# [DATA FOR THIS TASK]
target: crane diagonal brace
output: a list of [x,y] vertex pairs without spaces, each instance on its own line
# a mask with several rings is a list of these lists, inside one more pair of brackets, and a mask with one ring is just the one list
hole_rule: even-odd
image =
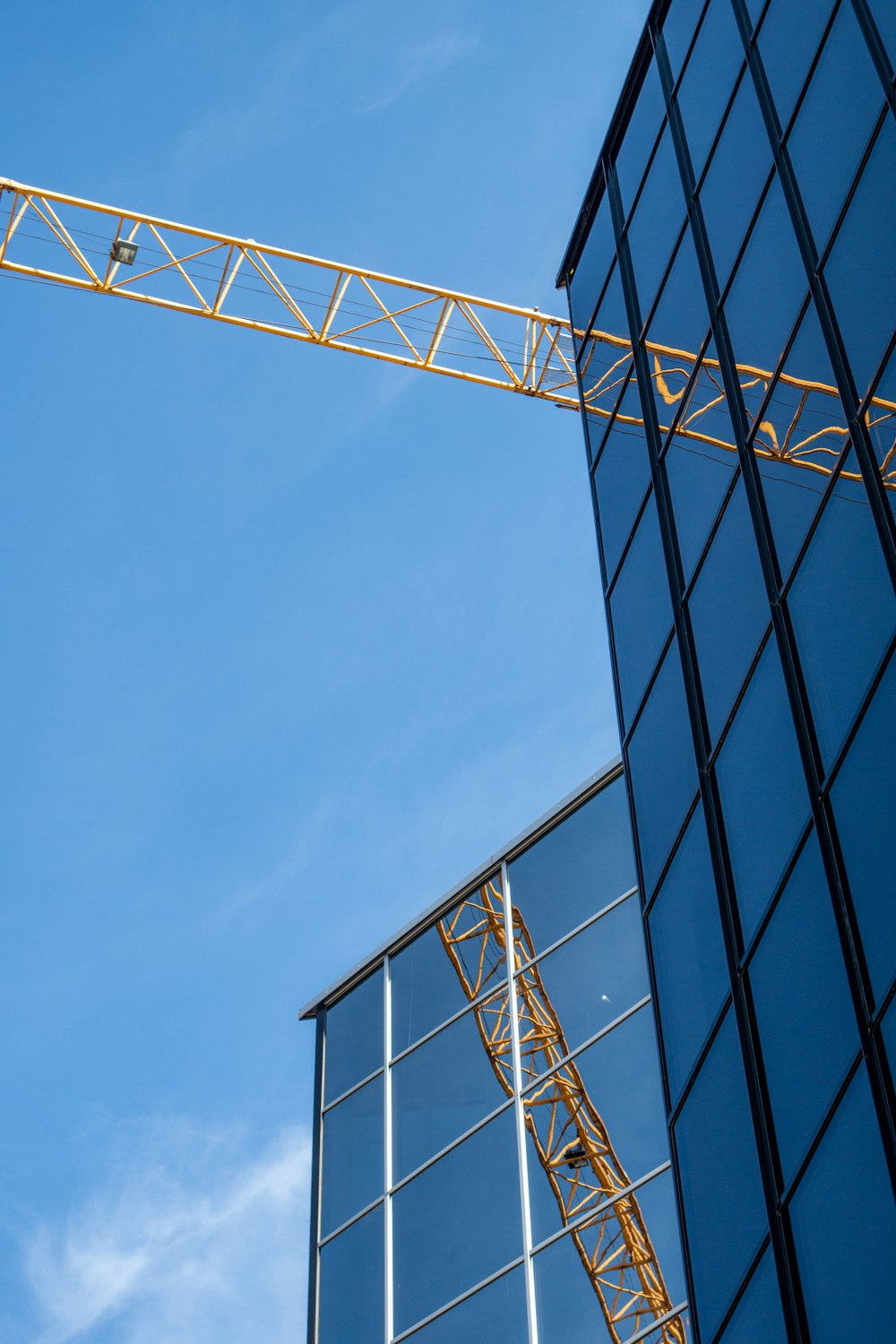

# [WHAT TO PRODUCE]
Rename "mask" to "region" throughout the listing and give it again with nothing else changed. Leave the pictures out.

# [ANSWER TO THIS EXERCISE]
target: crane diagonal brace
output: a list of [x,y] vertex pairs without spaces, each instance on its own line
# a region with several rings is a list of these lists, inside one more pair of brackets, and a region with one ring is just the one list
hole_rule: even-odd
image =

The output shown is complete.